Source document.
Why We Went to War Against Iraq: Re-Writing History Again
By Wayne White September 10, 2015
LobeLog
Some Republican presidential hopefuls—plus Colin Powell—are trying to shift responsibility for the Iraq War away from Bush administration politicians by blaming the U.S. intelligence community. This is only part of the real story. The rest, which the hoary old intelligence argument is meant to shove off-stage, involved a pre-war PR campaign led by Bush administration hawks like Vice President Dick Cheney, Defense Secretary Donald Rumsfeld, and Deputy Defense Secretary Paul Wolfowitz. This robust effort to create a case for war involved intelligence that was only partly flawed. It also involved, pushing the envelope on WMD intelligence that was flawed, ignoring solid intelligence on terrorism (including 9/11) not linked to Iraq, and creating their own lurid terrorism pseudo-intelligence to replace the real thing.
Back in May, Jeb Bush conceded, “knowing what we know now…I would not have gone into Iraq.” However, much like President George W. Bush in his 2010 memoir Decision Points, Jeb placed the blame on faulty intelligence. Republican candidates Ted Cruz and Carly Fiorina also have said that defective intelligence drove the war. Because of years of such deception, many Americans still accept this flawed narrative.
Powell supported this canard on last Sunday’s Meet the Press when he said: “But the intelligence community, all 16 agencies, assured us that it was right.” Setting the record straight on Powell’s claim is important because he generally has more credibility than most other former Bush administration officials and current Republican presidential hopefuls.
What Powell Knew
Jonathan Schwartz’s Huffington Post article “Lie After Lie After Lie: What Colin Powell Knew Ten Years Ago Today and What He Said” did a nice job of showing how many Powell assertions of certitude in his February 5, 2003 Iraqi remarks to the UN Security Council on Iraq WMD were highly questionable or false. Schwartz showed how they contradicted especially what his own in-house intelligence agency, the State Department’s Bureau of Intelligence and Research (INR), told him in writing on January 29 and February 5, 2003.
What Schwartz may not have known was that after crafting his draft UN speech in a huddle with CIA Director George Tenet at CIA, Powell tried to pass it to INR Director Carl Ford for review. Well aware of Powell’s detailed knowledge of INR’s strident opposition to practically every nuclear claim made by the intelligence community, Ford asked whether the speech contained the nuclear accusations. When Powell said it did, Ford declined to review it, saying essentially that it was Powell’s speech, not INR’s.
Last Sunday, however, Powell referred to the formal October 2002 National Intelligence Estimate (NIE) on Iraq’s WMD, which was produced by all agencies of the U.S. intelligence community. With little knowledge of this document (and INR’s aggressive role in blocking the 16-agency unanimity claimed by Powell), many Americans mistakenly accept that the NIE was a complete disaster.

Data.
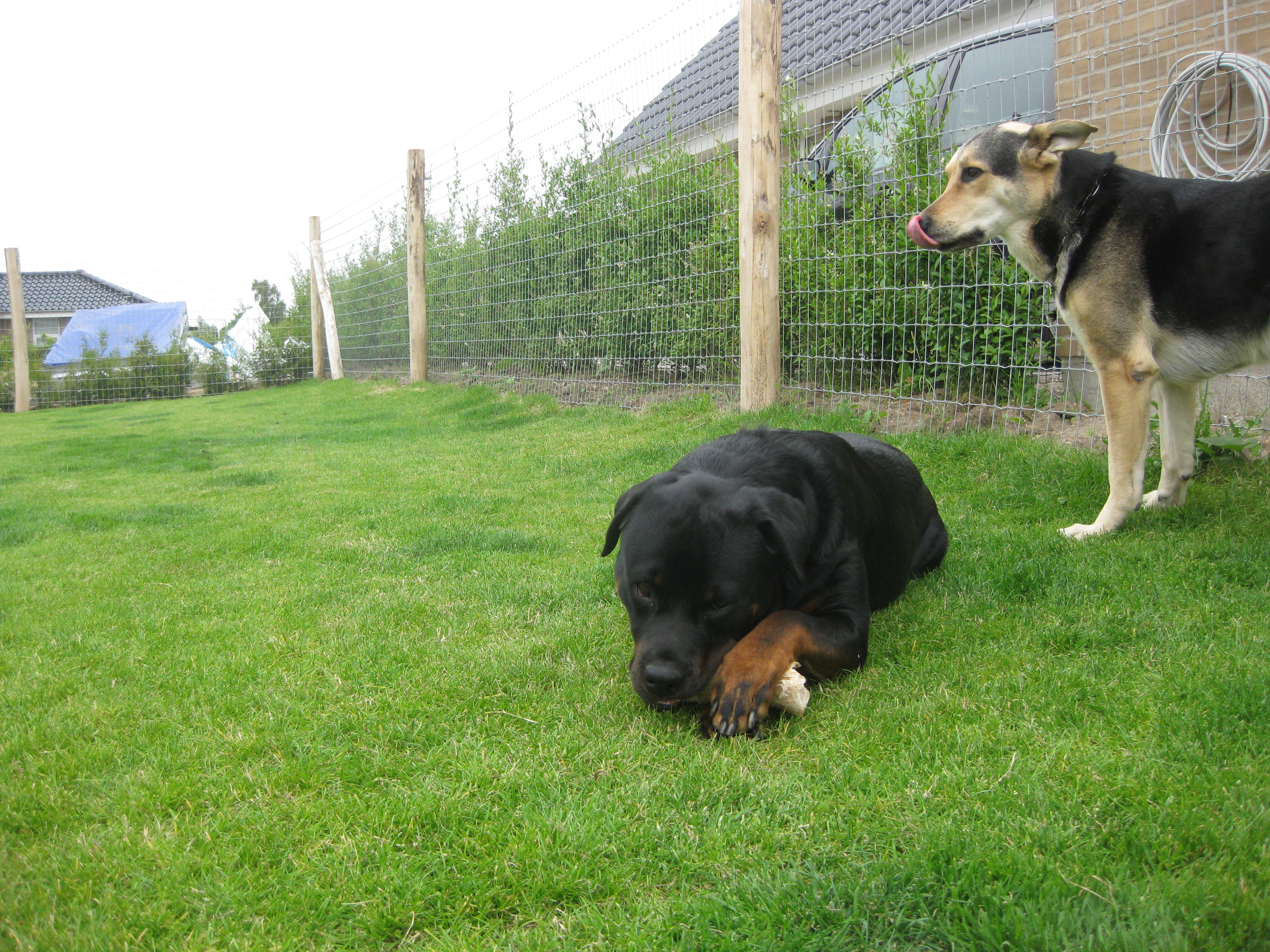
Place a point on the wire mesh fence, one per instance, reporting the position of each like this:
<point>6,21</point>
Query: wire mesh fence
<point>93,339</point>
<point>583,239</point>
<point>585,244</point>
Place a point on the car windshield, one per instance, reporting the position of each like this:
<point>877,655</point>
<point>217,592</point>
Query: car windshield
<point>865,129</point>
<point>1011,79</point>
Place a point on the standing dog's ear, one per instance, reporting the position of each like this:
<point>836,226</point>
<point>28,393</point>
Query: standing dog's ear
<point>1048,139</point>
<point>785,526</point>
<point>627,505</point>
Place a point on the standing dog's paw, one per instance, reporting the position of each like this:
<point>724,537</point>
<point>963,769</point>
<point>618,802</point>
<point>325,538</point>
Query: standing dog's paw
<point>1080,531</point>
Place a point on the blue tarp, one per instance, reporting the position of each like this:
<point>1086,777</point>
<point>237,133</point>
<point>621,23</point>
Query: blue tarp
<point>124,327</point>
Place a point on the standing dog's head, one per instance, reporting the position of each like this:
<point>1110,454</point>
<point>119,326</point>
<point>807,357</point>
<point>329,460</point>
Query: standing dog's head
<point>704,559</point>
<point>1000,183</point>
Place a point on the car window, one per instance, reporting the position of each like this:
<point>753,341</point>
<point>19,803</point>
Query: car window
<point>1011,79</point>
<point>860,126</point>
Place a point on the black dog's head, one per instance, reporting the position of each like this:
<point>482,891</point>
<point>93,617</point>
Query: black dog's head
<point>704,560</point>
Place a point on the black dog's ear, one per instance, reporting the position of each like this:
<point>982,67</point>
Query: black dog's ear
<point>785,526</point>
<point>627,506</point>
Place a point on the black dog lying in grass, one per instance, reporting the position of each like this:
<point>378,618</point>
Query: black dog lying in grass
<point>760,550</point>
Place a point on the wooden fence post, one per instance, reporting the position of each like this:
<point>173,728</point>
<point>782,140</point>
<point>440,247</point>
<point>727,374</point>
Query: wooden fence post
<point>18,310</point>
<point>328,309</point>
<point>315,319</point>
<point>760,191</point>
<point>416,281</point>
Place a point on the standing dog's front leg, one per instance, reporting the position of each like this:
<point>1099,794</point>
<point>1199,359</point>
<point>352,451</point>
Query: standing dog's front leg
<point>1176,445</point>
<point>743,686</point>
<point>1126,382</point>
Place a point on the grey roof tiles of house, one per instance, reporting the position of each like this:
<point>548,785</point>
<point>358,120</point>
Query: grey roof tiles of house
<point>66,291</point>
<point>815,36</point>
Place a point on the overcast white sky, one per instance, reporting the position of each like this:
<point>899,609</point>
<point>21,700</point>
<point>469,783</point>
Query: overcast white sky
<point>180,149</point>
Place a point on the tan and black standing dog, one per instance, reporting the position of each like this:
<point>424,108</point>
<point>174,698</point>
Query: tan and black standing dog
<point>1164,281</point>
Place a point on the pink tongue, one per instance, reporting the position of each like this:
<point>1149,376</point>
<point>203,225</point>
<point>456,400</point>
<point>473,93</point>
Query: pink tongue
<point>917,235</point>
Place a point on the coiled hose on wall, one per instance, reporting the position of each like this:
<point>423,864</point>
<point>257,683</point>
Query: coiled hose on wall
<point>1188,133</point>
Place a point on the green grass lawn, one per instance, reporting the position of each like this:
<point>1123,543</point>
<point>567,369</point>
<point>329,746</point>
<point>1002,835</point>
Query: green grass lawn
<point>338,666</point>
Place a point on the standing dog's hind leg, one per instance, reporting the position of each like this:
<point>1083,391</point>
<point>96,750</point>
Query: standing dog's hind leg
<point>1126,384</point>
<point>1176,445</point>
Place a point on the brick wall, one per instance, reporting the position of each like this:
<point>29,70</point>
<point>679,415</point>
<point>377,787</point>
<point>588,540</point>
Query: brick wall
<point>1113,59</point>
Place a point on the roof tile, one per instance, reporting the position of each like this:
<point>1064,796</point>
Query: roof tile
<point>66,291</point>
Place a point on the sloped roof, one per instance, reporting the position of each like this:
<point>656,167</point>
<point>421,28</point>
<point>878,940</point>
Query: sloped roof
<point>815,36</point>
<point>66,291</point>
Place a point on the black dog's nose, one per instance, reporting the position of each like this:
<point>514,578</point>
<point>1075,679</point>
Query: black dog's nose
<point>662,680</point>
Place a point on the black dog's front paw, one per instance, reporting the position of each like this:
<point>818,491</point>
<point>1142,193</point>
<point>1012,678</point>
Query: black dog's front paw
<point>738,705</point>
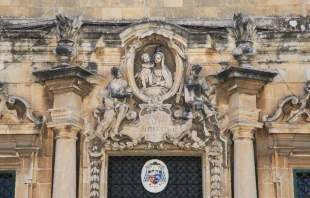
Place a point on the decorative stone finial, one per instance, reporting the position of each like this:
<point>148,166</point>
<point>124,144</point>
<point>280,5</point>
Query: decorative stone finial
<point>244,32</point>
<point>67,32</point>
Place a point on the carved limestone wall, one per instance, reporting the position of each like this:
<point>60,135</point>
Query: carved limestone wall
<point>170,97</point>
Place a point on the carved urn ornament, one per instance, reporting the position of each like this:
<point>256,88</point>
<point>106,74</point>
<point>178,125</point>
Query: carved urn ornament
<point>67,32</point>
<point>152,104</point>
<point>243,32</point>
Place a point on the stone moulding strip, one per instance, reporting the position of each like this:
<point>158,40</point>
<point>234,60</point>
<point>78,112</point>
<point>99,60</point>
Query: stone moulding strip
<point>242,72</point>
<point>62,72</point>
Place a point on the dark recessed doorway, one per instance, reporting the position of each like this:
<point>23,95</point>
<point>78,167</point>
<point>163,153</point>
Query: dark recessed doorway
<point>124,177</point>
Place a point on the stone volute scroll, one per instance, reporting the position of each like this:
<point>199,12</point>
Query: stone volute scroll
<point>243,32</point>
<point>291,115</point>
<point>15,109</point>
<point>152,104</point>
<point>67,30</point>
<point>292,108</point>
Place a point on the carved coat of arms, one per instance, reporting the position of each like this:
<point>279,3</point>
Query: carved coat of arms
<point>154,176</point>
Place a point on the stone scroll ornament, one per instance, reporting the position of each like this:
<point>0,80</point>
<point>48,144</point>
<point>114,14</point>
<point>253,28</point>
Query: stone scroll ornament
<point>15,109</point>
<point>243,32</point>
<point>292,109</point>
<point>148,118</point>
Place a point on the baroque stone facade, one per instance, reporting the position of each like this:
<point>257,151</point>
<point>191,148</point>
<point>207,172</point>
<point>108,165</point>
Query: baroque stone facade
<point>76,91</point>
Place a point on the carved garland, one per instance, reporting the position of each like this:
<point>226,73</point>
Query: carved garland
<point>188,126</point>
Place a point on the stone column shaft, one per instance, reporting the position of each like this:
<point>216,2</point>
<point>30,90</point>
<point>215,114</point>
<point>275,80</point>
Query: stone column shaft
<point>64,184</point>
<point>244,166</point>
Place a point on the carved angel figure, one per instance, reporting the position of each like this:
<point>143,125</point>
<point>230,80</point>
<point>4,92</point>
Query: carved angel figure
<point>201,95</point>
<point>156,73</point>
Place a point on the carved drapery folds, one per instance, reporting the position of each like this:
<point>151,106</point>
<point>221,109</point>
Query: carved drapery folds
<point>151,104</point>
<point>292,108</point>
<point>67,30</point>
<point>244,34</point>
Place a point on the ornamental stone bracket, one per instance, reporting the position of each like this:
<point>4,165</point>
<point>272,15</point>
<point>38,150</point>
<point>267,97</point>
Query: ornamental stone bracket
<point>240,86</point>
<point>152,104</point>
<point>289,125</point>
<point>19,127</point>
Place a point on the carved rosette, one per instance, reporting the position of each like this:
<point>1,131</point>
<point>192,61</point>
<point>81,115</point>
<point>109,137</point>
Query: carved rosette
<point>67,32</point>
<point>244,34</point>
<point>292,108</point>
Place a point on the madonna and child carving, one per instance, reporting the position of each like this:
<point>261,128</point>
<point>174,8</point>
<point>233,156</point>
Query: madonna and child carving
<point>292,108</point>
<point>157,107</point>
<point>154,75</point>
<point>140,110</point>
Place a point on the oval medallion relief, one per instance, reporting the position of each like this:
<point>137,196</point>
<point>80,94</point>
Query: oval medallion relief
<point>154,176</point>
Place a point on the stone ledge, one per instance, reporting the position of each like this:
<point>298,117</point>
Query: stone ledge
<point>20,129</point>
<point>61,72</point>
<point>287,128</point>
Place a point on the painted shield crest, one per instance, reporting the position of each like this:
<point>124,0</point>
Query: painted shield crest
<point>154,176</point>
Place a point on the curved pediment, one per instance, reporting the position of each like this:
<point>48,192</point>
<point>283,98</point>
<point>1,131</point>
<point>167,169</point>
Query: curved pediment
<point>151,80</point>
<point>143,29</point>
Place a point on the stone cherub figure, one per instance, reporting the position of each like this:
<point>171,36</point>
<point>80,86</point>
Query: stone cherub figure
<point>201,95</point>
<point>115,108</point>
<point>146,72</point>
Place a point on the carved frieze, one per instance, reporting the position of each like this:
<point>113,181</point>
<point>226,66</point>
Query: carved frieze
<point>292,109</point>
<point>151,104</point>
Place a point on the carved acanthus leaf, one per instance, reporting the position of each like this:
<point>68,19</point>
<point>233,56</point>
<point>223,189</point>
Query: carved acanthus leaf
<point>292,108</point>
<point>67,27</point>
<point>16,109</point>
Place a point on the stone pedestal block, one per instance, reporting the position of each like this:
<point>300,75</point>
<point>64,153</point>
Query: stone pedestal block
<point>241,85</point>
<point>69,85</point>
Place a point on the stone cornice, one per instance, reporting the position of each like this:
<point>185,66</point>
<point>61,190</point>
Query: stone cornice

What is expected. From the Iraq War article, copy word for word the passage starting with "What Schwartz may" and going on through "speech, not INR’s.".

Answer to this problem.
What Schwartz may not have known was that after crafting his draft UN speech in a huddle with CIA Director George Tenet at CIA, Powell tried to pass it to INR Director Carl Ford for review. Well aware of Powell’s detailed knowledge of INR’s strident opposition to practically every nuclear claim made by the intelligence community, Ford asked whether the speech contained the nuclear accusations. When Powell said it did, Ford declined to review it, saying essentially that it was Powell’s speech, not INR’s.